#### INFORMATION PROVIDED:
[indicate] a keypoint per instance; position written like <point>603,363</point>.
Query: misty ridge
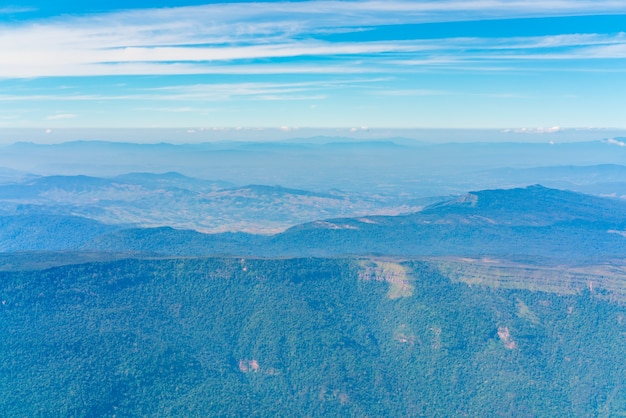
<point>315,275</point>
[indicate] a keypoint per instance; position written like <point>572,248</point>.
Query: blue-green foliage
<point>298,337</point>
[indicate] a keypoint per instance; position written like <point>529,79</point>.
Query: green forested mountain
<point>301,337</point>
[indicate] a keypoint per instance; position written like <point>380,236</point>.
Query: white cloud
<point>551,130</point>
<point>14,10</point>
<point>61,116</point>
<point>213,38</point>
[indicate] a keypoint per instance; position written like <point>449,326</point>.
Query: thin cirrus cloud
<point>222,38</point>
<point>61,116</point>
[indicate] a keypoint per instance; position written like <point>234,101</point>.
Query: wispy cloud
<point>61,116</point>
<point>250,37</point>
<point>9,10</point>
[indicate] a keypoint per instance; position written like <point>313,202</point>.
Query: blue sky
<point>506,64</point>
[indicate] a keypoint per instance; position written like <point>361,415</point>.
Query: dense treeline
<point>299,337</point>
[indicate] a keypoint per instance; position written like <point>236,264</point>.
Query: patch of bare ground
<point>605,280</point>
<point>391,272</point>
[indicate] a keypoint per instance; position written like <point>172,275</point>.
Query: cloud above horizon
<point>215,38</point>
<point>397,62</point>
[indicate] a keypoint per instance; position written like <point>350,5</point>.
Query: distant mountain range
<point>172,199</point>
<point>518,224</point>
<point>384,166</point>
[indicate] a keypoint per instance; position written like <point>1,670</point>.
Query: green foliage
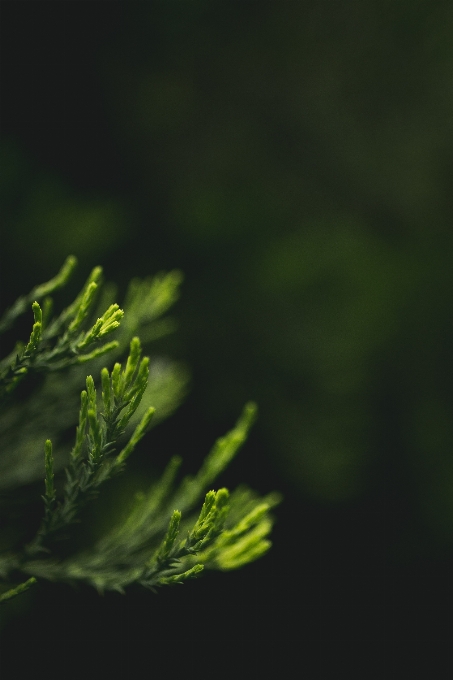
<point>163,539</point>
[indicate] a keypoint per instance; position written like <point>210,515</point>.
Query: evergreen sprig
<point>162,540</point>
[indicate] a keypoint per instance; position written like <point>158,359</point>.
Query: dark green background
<point>295,160</point>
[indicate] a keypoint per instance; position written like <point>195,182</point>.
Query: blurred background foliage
<point>295,160</point>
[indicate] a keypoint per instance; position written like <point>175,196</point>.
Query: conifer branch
<point>162,540</point>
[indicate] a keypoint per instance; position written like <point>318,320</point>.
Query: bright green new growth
<point>163,539</point>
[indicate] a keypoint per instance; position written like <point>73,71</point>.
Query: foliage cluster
<point>163,538</point>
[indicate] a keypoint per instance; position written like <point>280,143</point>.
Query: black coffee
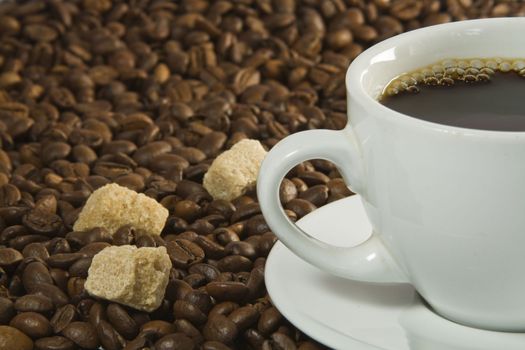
<point>475,94</point>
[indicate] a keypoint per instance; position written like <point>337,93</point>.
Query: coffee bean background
<point>146,93</point>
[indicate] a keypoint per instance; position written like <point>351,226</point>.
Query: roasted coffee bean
<point>83,308</point>
<point>109,337</point>
<point>187,210</point>
<point>80,239</point>
<point>57,246</point>
<point>209,271</point>
<point>75,288</point>
<point>35,250</point>
<point>214,345</point>
<point>185,309</point>
<point>280,341</point>
<point>244,317</point>
<point>245,211</point>
<point>223,308</point>
<point>54,343</point>
<point>212,250</point>
<point>35,274</point>
<point>269,321</point>
<point>175,341</point>
<point>195,280</point>
<point>80,267</point>
<point>33,324</point>
<point>176,288</point>
<point>234,263</point>
<point>157,328</point>
<point>300,206</point>
<point>63,317</point>
<point>186,327</point>
<point>9,195</point>
<point>182,252</point>
<point>317,195</point>
<point>200,299</point>
<point>12,338</point>
<point>7,310</point>
<point>97,313</point>
<point>122,321</point>
<point>9,257</point>
<point>231,291</point>
<point>220,328</point>
<point>256,225</point>
<point>241,248</point>
<point>60,277</point>
<point>82,334</point>
<point>225,235</point>
<point>34,303</point>
<point>64,260</point>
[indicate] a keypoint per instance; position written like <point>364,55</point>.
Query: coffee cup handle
<point>369,261</point>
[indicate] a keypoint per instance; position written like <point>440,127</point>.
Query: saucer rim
<point>323,334</point>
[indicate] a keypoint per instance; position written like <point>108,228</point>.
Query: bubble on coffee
<point>477,93</point>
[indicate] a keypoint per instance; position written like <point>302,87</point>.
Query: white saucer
<point>344,314</point>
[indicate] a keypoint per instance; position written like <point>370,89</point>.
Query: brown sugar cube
<point>235,171</point>
<point>131,276</point>
<point>113,206</point>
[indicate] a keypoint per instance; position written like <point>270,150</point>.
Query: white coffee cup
<point>447,204</point>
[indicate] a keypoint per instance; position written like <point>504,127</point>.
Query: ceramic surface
<point>445,203</point>
<point>345,314</point>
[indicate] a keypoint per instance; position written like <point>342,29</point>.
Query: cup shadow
<point>380,295</point>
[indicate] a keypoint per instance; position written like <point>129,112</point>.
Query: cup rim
<point>360,64</point>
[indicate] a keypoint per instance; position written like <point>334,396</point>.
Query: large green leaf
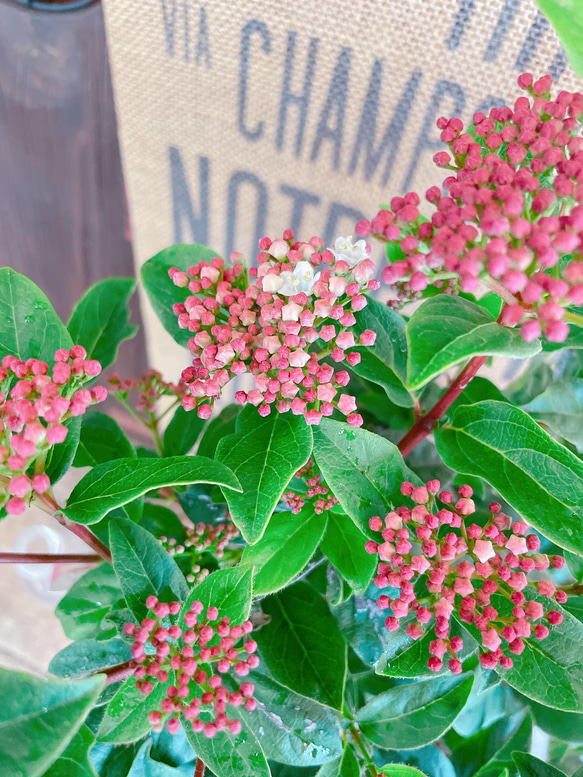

#### EXERCISE BRIEF:
Locate every line in the entries above that contains the word "mountain" and copy each one, matching case.

#### EXERCISE RESULT:
Query: green forested mountain
Query: distant mountain range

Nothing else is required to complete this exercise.